* Instructions to follow *
For the entries presented below, indicate the number of lines that include the word "query", adding nothing else.

Region pointing data
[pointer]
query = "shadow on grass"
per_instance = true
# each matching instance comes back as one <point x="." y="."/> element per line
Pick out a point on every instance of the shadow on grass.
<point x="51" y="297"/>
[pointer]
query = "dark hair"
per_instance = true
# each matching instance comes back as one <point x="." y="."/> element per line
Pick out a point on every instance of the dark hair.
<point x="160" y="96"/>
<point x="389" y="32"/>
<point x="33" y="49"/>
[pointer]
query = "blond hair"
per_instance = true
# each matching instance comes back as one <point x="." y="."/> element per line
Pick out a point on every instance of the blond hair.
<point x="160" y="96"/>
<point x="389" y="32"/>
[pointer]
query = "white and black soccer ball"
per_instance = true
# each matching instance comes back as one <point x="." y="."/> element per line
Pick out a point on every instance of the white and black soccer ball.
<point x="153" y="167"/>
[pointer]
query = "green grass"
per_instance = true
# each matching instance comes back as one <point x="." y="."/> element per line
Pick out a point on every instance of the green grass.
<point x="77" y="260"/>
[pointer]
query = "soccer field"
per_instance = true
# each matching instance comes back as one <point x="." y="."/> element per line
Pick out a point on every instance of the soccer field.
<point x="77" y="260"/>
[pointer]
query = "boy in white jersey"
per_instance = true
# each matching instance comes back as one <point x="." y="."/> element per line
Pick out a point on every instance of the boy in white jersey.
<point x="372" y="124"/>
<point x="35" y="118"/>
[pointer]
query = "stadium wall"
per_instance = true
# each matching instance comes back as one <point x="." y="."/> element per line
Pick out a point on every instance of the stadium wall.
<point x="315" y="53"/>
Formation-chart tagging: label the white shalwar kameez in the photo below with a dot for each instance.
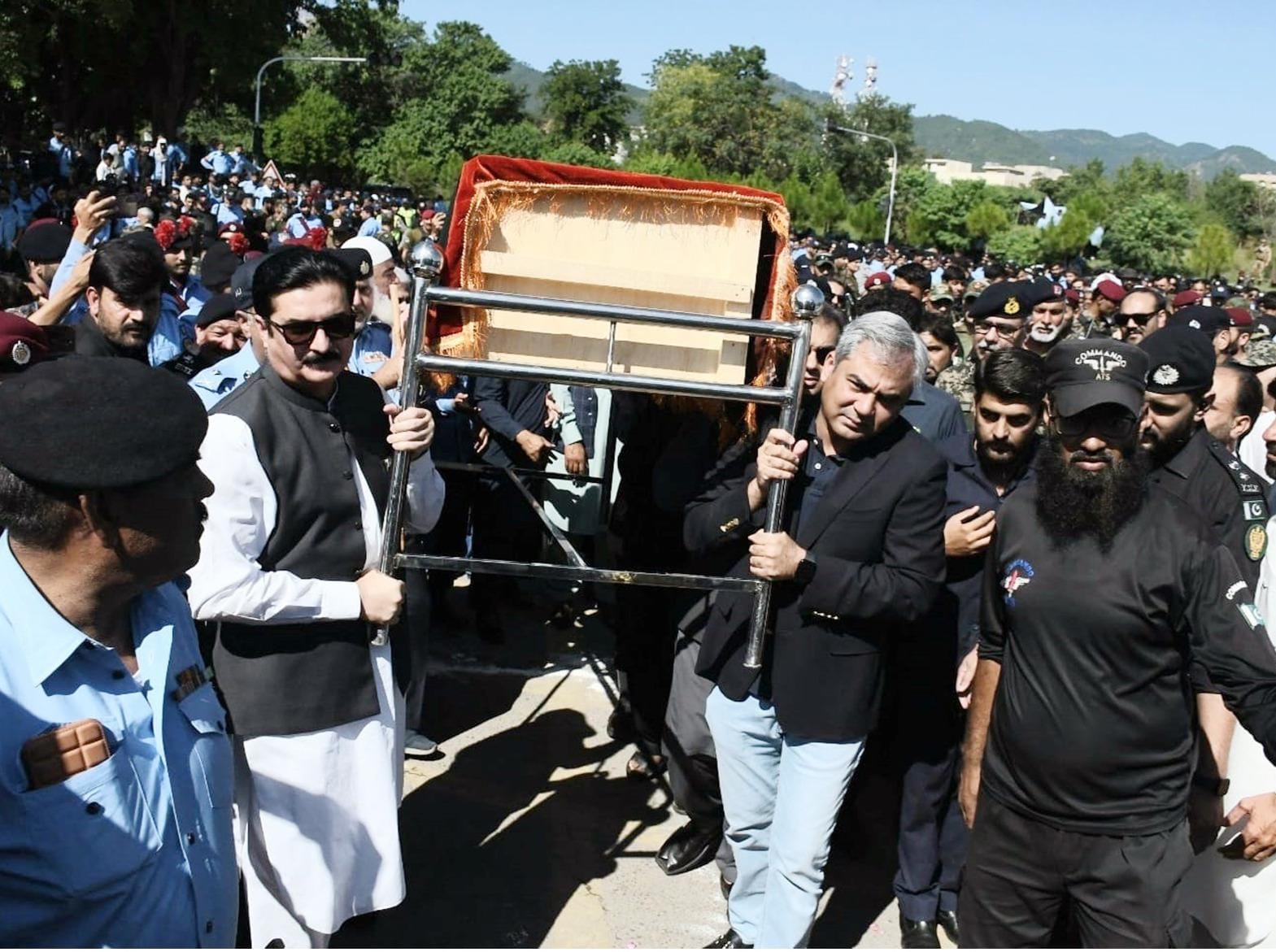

* Result *
8